◆ **READING PASSAGE**
5. Is democracy necessary for capitalism?

No. Democracy is not a precondition for capitalism. To illustrate there, there are many societies that are not currently democracies but have capitalist economies. There are also societies that existed in the past which were not democracies but were characterized by capitalism. Some examples include such countries include South Korea under Park Chung-hee and Chile under General Augusto Pinochet. Notably, both Park Chung-hee
and Augusto Pinochet were army generals and therefore led their countries as dictatorships but the economies of South Korea and Chile had features of capitalism. As well, the fascist regimes of Mussolini and Hitler existed very well under an economic system that was capitalistic. These examples show that democracy is not necessarily a companion of capitalism. They also show that that democracy is not required in order for capitalism to exist in a country. In other words, it is possible for capitalism to exist even in societies that do not have democratic regimes.

7. What did the global financial crisis teach us about the realities of the global capitalist system?

The first lesson is that market fundamentalism, which is the foundation of capitalism is not a panacea for economic success and stability. Market fundamentalists of advocates of the free market economy claim that markets should be left on their own since they have mechanisms to correct themselves. This is not entirely true as seen through market failure that instigated global financial crisis.The second point is that some of the policies advocated by the World Bank and IMF, which are capitalist-oriented are not applicable all situations. Countries need to evaluate and adopt policies best suit their individual situations. Thirdly, the GFC teaches us about the reality that state intervention is necessary in any economy. While global capitalist system advocates private firms having a free hand in business, the GFC shows that today, more than ever, government intervention is necessary to ensure that businesses play by the rules to avert market failure.

◆ **SET TASK A**
State how many lines in the rows below contain the string "blue", and give only that number.

◆ **DATASET EXTRACT**
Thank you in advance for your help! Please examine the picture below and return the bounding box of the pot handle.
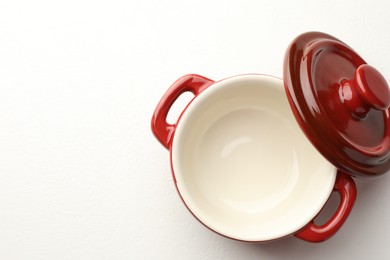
[152,74,214,149]
[294,170,356,243]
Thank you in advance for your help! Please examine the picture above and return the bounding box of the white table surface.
[0,0,390,260]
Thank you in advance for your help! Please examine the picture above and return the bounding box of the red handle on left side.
[152,74,214,149]
[294,170,356,242]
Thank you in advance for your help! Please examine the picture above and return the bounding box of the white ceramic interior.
[171,75,336,241]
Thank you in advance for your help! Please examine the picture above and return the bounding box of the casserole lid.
[283,32,390,176]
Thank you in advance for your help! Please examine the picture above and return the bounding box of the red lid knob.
[340,64,390,118]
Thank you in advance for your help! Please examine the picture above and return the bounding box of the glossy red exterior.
[152,74,214,149]
[151,74,356,243]
[284,32,390,176]
[295,171,357,243]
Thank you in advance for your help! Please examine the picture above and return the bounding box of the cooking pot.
[152,32,390,242]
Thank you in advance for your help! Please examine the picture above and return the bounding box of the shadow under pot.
[152,32,390,242]
[152,75,356,242]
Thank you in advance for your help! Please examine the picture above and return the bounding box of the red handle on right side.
[152,74,214,149]
[294,170,357,242]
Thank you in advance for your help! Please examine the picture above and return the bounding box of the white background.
[0,0,390,260]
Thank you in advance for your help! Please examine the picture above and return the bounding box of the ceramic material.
[152,75,356,242]
[284,32,390,176]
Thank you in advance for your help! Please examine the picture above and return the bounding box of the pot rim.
[170,74,337,242]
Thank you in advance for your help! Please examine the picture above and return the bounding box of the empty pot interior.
[171,75,336,241]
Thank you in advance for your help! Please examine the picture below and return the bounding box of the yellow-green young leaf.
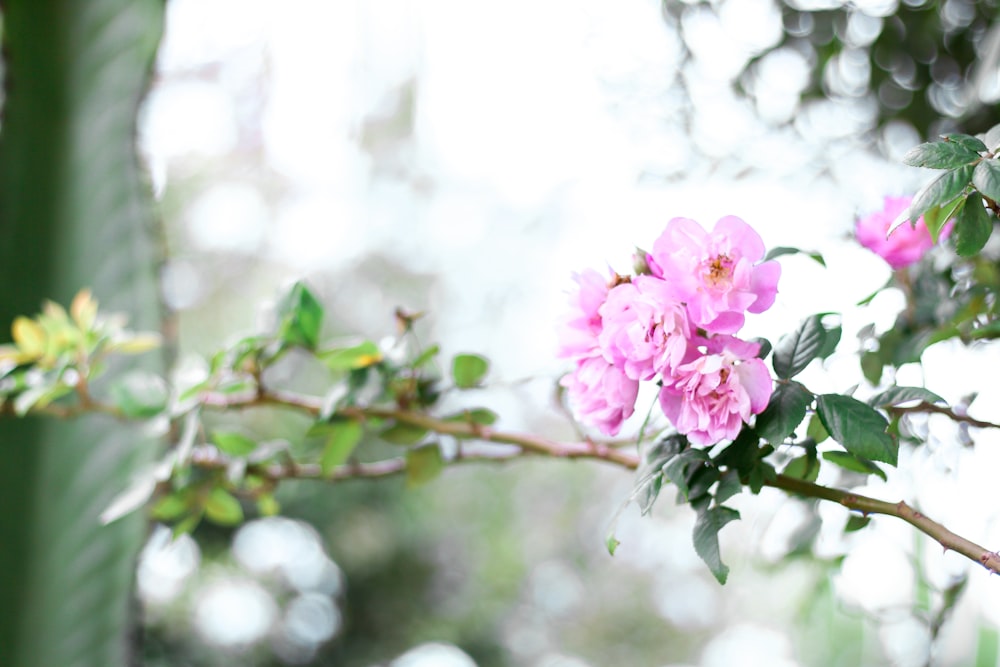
[205,486,243,526]
[11,315,45,359]
[319,419,365,475]
[257,493,281,516]
[107,331,163,354]
[212,431,257,456]
[451,354,490,389]
[173,512,202,539]
[406,443,444,487]
[69,289,97,331]
[318,340,382,371]
[110,370,170,419]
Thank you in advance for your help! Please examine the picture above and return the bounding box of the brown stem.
[886,401,1000,428]
[768,475,1000,574]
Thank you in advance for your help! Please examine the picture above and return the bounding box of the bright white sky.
[142,0,1000,666]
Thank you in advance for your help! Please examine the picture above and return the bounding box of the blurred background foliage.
[0,0,1000,667]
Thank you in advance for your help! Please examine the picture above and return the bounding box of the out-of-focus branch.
[886,401,1000,428]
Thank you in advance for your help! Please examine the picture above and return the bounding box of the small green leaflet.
[278,282,323,350]
[903,141,985,169]
[694,507,740,584]
[868,387,945,408]
[764,246,826,268]
[310,419,365,475]
[771,313,840,380]
[951,192,993,257]
[205,486,243,526]
[823,452,887,480]
[754,380,813,444]
[816,394,899,466]
[910,165,974,222]
[451,354,490,389]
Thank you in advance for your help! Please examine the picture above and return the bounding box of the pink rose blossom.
[558,269,609,357]
[597,276,691,380]
[559,354,639,435]
[660,335,773,445]
[648,215,781,333]
[854,197,951,269]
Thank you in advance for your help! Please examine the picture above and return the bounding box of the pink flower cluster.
[560,216,781,444]
[854,197,951,269]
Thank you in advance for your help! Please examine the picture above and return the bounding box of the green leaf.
[816,394,899,465]
[771,313,840,380]
[663,448,709,498]
[410,345,441,368]
[319,419,365,475]
[924,197,965,243]
[110,370,170,419]
[451,354,490,389]
[604,532,621,556]
[868,387,945,408]
[317,340,382,371]
[764,246,826,268]
[205,486,243,526]
[951,192,993,257]
[694,507,740,584]
[149,491,191,521]
[903,141,985,169]
[257,493,281,516]
[844,514,872,533]
[782,449,819,482]
[715,470,743,505]
[278,282,323,350]
[941,133,986,153]
[910,165,973,222]
[444,408,499,426]
[823,452,886,480]
[754,380,813,444]
[212,431,257,457]
[806,414,830,444]
[406,442,444,487]
[861,350,885,385]
[378,422,428,445]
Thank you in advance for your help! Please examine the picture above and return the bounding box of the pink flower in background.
[558,269,609,357]
[660,335,773,445]
[647,215,781,333]
[559,353,639,435]
[597,276,691,380]
[854,197,951,269]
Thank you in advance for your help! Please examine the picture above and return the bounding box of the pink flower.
[660,335,773,445]
[559,354,639,435]
[648,215,781,333]
[597,276,691,380]
[558,269,608,357]
[854,197,951,269]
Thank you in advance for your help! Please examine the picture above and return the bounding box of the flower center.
[703,255,733,289]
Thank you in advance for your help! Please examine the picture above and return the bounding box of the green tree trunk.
[0,0,164,667]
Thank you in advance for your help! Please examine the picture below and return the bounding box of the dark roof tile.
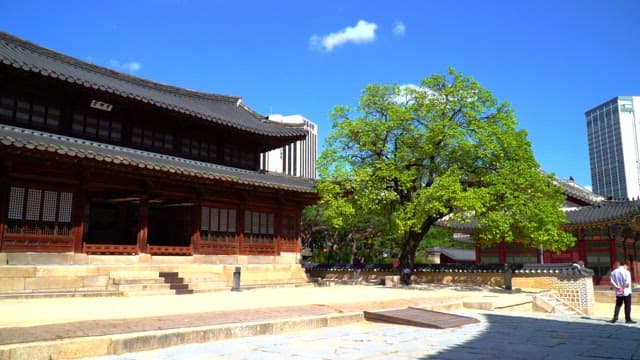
[0,32,306,140]
[0,124,315,193]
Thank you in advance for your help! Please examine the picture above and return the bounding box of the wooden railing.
[200,241,238,255]
[82,243,138,255]
[2,233,73,252]
[4,219,71,236]
[280,238,300,252]
[148,245,193,255]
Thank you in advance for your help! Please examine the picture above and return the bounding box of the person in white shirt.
[611,260,636,324]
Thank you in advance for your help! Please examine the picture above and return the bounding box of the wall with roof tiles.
[512,274,596,315]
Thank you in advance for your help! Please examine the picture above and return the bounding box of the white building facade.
[260,114,318,179]
[585,96,640,199]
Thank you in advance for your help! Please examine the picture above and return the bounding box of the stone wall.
[512,275,596,315]
[0,253,307,294]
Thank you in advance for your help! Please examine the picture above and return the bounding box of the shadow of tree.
[419,313,640,360]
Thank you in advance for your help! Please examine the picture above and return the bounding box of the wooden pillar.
[295,206,304,253]
[629,235,638,282]
[0,163,9,251]
[137,196,149,253]
[273,198,282,256]
[191,202,202,255]
[71,183,90,253]
[609,229,624,266]
[498,240,507,264]
[577,230,587,266]
[236,203,245,255]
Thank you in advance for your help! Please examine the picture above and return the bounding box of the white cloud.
[309,20,378,52]
[109,60,142,72]
[392,21,407,36]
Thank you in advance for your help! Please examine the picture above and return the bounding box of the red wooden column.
[191,198,202,255]
[0,163,9,251]
[273,199,282,256]
[609,229,624,265]
[576,230,588,266]
[137,196,149,254]
[295,206,304,253]
[236,203,244,255]
[630,236,638,282]
[498,241,507,264]
[71,181,89,253]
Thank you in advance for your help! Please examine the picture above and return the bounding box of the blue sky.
[0,0,640,186]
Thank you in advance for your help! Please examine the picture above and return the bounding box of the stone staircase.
[110,271,230,296]
[533,291,585,316]
[158,271,193,295]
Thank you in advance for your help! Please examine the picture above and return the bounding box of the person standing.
[611,260,636,324]
[352,255,362,285]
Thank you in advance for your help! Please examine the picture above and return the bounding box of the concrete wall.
[0,253,307,293]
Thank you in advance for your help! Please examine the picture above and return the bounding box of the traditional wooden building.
[470,179,640,284]
[0,33,317,260]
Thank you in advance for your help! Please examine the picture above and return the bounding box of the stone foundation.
[0,253,307,294]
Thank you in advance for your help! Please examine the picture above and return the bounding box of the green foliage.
[318,69,573,265]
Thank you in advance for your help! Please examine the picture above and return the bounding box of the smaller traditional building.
[464,179,640,284]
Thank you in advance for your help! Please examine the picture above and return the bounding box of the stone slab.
[24,276,82,291]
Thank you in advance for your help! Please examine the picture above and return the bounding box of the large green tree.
[318,69,574,267]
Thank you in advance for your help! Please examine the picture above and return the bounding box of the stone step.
[0,290,123,300]
[175,289,193,295]
[158,271,178,278]
[164,277,185,284]
[169,284,189,290]
[113,277,165,285]
[124,288,176,297]
[118,283,173,296]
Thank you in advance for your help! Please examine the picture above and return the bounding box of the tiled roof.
[428,246,476,261]
[555,178,606,205]
[565,200,640,226]
[511,262,594,277]
[0,124,315,193]
[0,32,306,140]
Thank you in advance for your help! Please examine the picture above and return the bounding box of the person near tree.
[611,260,636,324]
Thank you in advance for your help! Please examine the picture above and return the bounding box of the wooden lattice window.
[6,186,73,236]
[131,126,173,151]
[71,111,122,142]
[200,206,236,241]
[244,210,274,242]
[223,145,258,169]
[181,138,218,160]
[280,215,297,239]
[0,95,60,129]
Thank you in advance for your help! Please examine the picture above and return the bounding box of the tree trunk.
[400,217,438,269]
[400,231,424,269]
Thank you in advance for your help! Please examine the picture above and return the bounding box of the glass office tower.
[585,96,640,199]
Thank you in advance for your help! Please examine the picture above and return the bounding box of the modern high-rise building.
[260,114,318,179]
[585,96,640,199]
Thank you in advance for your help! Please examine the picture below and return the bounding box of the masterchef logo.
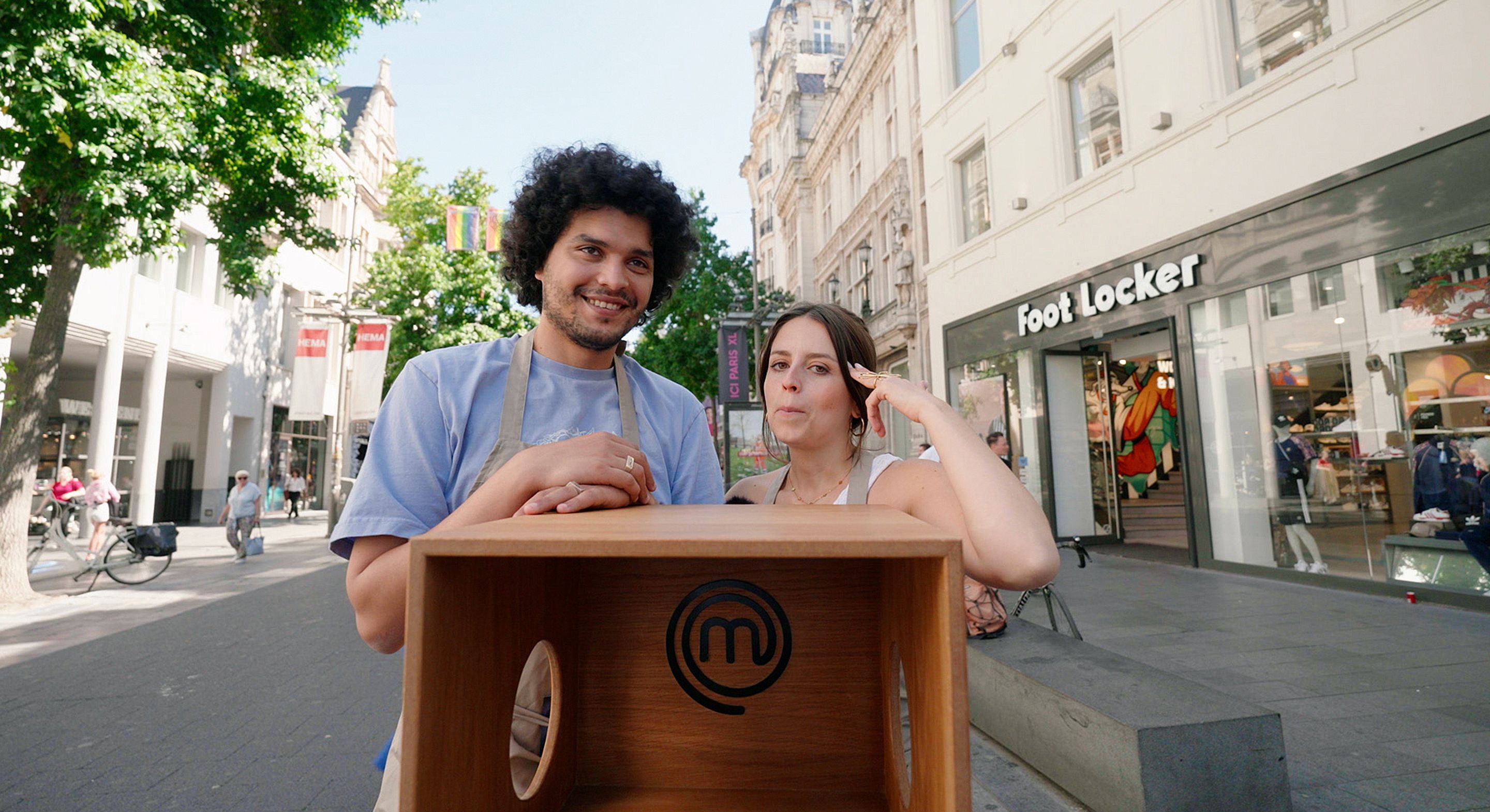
[295,328,331,357]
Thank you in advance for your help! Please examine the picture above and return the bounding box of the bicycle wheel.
[103,538,171,584]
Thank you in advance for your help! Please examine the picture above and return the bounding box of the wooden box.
[403,505,970,812]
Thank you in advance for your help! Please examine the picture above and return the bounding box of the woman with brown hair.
[518,303,1060,590]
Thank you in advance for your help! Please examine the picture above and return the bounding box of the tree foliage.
[0,0,404,602]
[630,191,791,399]
[0,0,404,304]
[351,161,533,386]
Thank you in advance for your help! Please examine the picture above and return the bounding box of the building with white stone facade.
[915,0,1490,600]
[0,59,398,523]
[740,0,928,455]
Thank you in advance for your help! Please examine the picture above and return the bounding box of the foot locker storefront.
[945,121,1490,605]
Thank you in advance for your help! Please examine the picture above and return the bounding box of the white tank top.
[833,455,900,505]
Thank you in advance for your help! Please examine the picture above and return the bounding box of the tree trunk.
[0,206,83,605]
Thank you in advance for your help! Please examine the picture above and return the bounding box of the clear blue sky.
[341,0,769,250]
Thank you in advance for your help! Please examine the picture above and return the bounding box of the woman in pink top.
[52,465,83,502]
[83,468,119,559]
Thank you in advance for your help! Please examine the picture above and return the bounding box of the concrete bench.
[967,619,1292,812]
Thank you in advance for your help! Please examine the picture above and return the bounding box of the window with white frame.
[1067,43,1122,177]
[911,46,921,104]
[846,130,863,203]
[1263,279,1293,319]
[884,73,900,166]
[176,231,207,296]
[957,144,992,242]
[875,215,896,307]
[812,19,833,54]
[818,176,833,240]
[949,0,982,85]
[1308,265,1346,310]
[212,259,232,307]
[1226,0,1329,86]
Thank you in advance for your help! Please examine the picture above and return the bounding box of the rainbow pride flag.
[486,208,502,253]
[445,206,481,250]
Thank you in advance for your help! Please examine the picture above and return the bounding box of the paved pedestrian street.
[0,517,1490,812]
[1072,556,1490,812]
[0,517,1083,812]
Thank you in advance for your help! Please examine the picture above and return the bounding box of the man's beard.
[542,288,639,352]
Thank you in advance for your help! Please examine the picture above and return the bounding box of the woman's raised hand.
[850,364,948,437]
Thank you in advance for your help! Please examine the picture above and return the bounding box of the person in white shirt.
[217,471,264,563]
[285,468,305,518]
[83,468,121,559]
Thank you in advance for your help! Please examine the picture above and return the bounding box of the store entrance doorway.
[1045,322,1194,563]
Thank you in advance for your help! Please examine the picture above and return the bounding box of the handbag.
[243,521,264,556]
[962,575,1009,641]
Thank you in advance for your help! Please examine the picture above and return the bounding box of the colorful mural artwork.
[1107,357,1180,499]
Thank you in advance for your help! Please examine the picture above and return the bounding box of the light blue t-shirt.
[331,338,724,557]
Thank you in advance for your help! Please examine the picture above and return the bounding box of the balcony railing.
[797,39,848,56]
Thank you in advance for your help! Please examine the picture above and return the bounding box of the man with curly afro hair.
[331,144,724,810]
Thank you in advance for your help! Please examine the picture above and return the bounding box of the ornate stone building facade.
[740,0,928,455]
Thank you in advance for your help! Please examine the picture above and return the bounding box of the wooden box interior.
[403,505,970,812]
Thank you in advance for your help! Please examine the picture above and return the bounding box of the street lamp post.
[295,296,398,536]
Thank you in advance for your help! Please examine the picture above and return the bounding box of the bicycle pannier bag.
[134,521,176,556]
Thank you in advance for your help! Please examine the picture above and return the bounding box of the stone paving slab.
[0,551,1086,812]
[1067,556,1490,812]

◆ **SET TASK B**
Copy the passage on capitalism above word for word, in full.

◆ **FULL SOLUTION A**
3

◆ **FULL SOLUTION B**
5. Is democracy necessary for capitalism?

No. Democracy is not a precondition for capitalism. To illustrate there, there are many societies that are not currently democracies but have capitalist economies. There are also societies that existed in the past which were not democracies but were characterized by capitalism. Some examples include such countries include South Korea under Park Chung-hee and Chile under General Augusto Pinochet. Notably, both Park Chung-hee
and Augusto Pinochet were army generals and therefore led their countries as dictatorships but the economies of South Korea and Chile had features of capitalism. As well, the fascist regimes of Mussolini and Hitler existed very well under an economic system that was capitalistic. These examples show that democracy is not necessarily a companion of capitalism. They also show that that democracy is not required in order for capitalism to exist in a country. In other words, it is possible for capitalism to exist even in societies that do not have democratic regimes.

7. What did the global financial crisis teach us about the realities of the global capitalist system?

The first lesson is that market fundamentalism, which is the foundation of capitalism is not a panacea for economic success and stability. Market fundamentalists of advocates of the free market economy claim that markets should be left on their own since they have mechanisms to correct themselves. This is not entirely true as seen through market failure that instigated global financial crisis.The second point is that some of the policies advocated by the World Bank and IMF, which are capitalist-oriented are not applicable all situations. Countries need to evaluate and adopt policies best suit their individual situations. Thirdly, the GFC teaches us about the reality that state intervention is necessary in any economy. While global capitalist system advocates private firms having a free hand in business, the GFC shows that today, more than ever, government intervention is necessary to ensure that businesses play by the rules to avert market failure.